### [What this task involves]
Lines with "blue" in them are to be located in the listing below and copied.

### [Data in this exercise]
══════════════════════════════
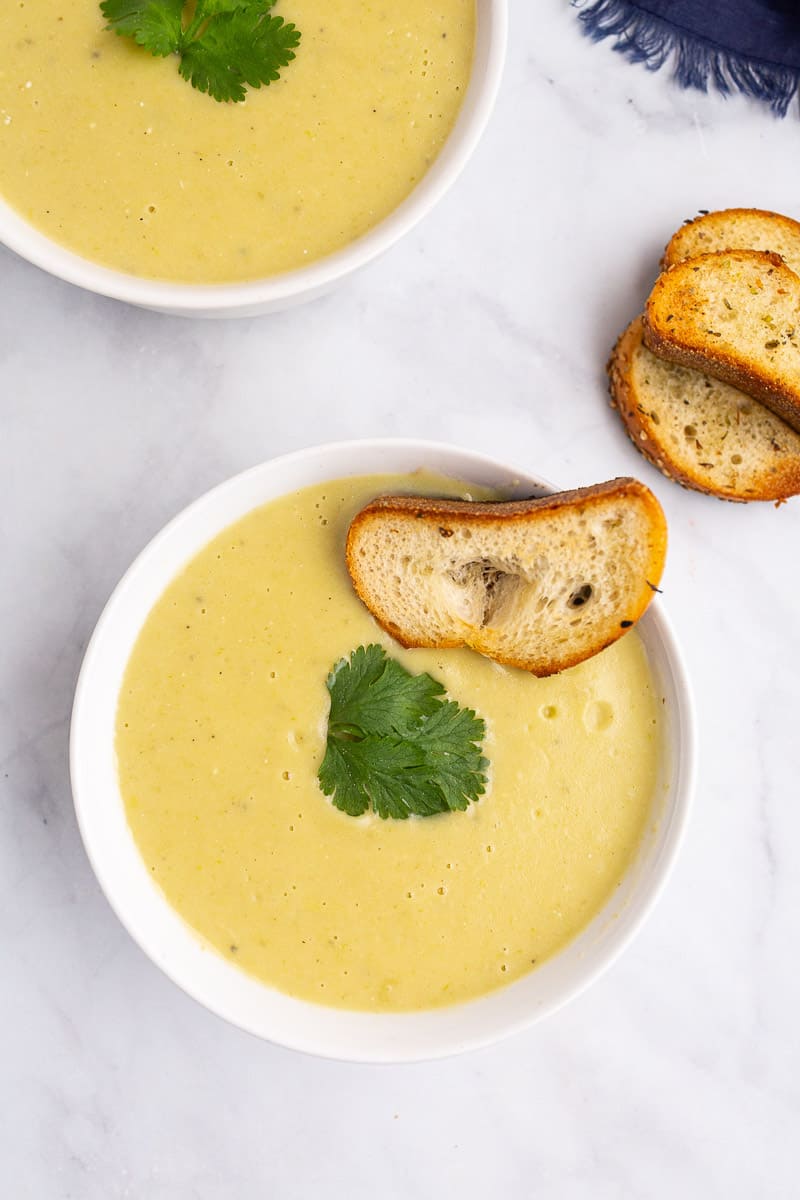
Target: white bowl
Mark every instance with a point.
(283, 291)
(205, 975)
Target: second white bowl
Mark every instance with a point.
(308, 282)
(210, 978)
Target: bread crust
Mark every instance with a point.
(643, 432)
(675, 249)
(435, 511)
(669, 334)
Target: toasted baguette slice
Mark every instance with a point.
(699, 431)
(737, 229)
(539, 585)
(735, 316)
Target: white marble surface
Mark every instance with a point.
(677, 1074)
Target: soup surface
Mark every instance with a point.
(107, 150)
(221, 730)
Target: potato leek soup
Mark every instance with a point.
(221, 731)
(110, 153)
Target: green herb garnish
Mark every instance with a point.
(395, 745)
(224, 46)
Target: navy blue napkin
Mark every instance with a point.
(749, 46)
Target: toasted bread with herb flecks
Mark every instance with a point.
(699, 431)
(733, 315)
(737, 229)
(540, 585)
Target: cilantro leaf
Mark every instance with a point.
(377, 695)
(240, 47)
(395, 745)
(155, 24)
(224, 47)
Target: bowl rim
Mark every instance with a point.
(305, 282)
(328, 1032)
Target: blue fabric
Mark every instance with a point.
(750, 46)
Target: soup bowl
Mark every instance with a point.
(278, 292)
(214, 981)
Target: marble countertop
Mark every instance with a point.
(677, 1074)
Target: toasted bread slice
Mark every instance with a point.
(539, 585)
(699, 431)
(737, 229)
(733, 315)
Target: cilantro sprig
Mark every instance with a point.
(224, 47)
(395, 745)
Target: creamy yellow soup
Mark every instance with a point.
(107, 150)
(220, 733)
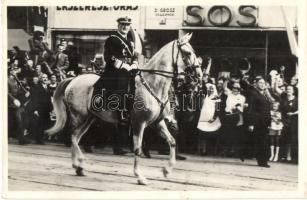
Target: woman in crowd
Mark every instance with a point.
(209, 122)
(275, 131)
(290, 117)
(233, 120)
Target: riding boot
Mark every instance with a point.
(272, 153)
(276, 154)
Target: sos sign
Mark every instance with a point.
(222, 16)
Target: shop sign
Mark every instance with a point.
(164, 17)
(239, 16)
(92, 17)
(221, 16)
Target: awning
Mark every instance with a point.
(18, 37)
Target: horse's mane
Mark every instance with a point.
(156, 56)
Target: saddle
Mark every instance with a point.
(113, 93)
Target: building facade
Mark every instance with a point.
(230, 35)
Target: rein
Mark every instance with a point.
(163, 73)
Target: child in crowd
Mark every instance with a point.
(275, 131)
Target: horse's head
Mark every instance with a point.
(189, 62)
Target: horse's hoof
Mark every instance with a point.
(79, 171)
(143, 181)
(166, 172)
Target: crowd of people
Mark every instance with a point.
(240, 116)
(32, 79)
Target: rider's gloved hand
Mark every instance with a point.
(129, 67)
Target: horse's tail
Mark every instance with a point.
(59, 108)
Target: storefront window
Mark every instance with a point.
(230, 49)
(88, 44)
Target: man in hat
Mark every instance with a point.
(16, 95)
(120, 59)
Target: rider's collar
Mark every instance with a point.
(122, 35)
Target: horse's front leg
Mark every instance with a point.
(172, 144)
(138, 131)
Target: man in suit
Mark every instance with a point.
(258, 119)
(61, 62)
(120, 58)
(41, 107)
(16, 95)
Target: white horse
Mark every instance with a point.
(72, 99)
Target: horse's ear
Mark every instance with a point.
(190, 36)
(185, 39)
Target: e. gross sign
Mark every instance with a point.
(222, 16)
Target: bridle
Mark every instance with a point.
(174, 75)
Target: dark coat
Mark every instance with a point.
(258, 111)
(14, 92)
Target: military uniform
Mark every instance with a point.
(118, 51)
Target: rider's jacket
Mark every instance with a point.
(119, 48)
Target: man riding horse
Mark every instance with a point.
(120, 59)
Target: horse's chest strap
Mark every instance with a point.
(162, 104)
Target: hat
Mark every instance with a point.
(124, 20)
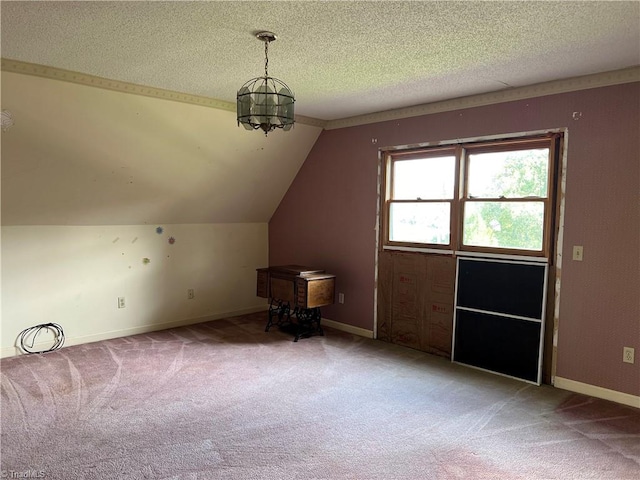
══════════════════════════════
### [Response to this task]
Target: navy blue napkin
Target: blue fabric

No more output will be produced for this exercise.